> Written task A:
In the thread about getting old, why does marques say he envies the teenagers training at his side? Answer in one to three sentences.
> Written task B:
From the thread about getting old, return the part that opens with the words containing "Through your life" and closes with "all jump kicks.".
> Written task C:
Answer these questions about the thread about getting old:
(i) In Kung Fu Wang's pattern, which age range goes with "Today's you is the same as yesterday's you"?
(ii) What does marques tell readers who are teenagers to do?
(iii) What is the first change to training listed at the end of the thread?

> Excerpt to read:
--------------------------------

# I’m getting old…and I’m ok with that…. Blog Post



## Xue Sheng (Oct 17, 2016)

I’m getting old…and I’m ok with that…. Blog Post


----------



## marques (Oct 18, 2016)

I feel a bit the same. And I am much younger than you. I envy the teenagers training at my side. They can master a few arts before the white hair appears.  (If you are a teenager, put time on it while you can!   )

I also started young and trained a lot, but then dispersed doing nothing (martial) or many things randomly. So now I want just to focus on one (or 2 complimentary) art(s). At least I can relax a bit instead of wanting it all, right now. Because there is (sometimes too much) life beyond martial arts...


----------



## Kung Fu Wang (Oct 18, 2016)

Through your life time MA training, you will see the following pattern:

1. (10 - 40) Today's you is better than yesterday's you.
2. (40 - 60) Today's you is the same as yesterday's you.
3. (60 - 80) Today's you is worse than yesterday's you.

When you feel 3, you are getting old. You start to modify your training.

- Reduce (or remove) all jump kicks.

--------------------------------

> Material provided:
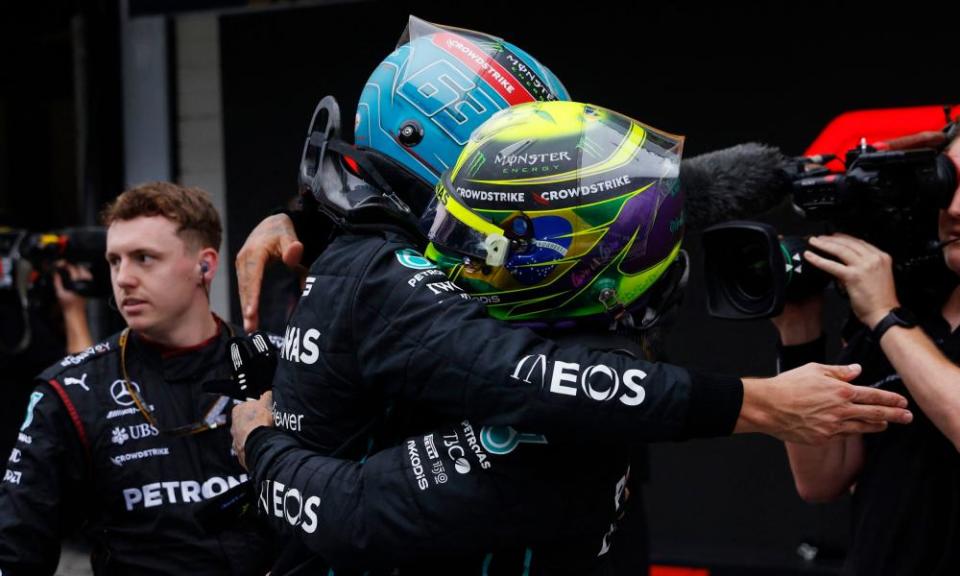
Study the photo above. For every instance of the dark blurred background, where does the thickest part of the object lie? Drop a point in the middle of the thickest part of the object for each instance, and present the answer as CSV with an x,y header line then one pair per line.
x,y
95,96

--------------------------------

> Full answer A:
He envies them because they can master a few arts before the white hair appears.

> Full answer B:
Through your life time MA training, you will see the following pattern:

1. (10 - 40) Today's you is better than yesterday's you.
2. (40 - 60) Today's you is the same as yesterday's you.
3. (60 - 80) Today's you is worse than yesterday's you.

When you feel 3, you are getting old. You start to modify your training.

- Reduce (or remove) all jump kicks.

> Full answer C:
(i) 40 to 60.
(ii) Put time on it while they can.
(iii) Reduce (or remove) all jump kicks.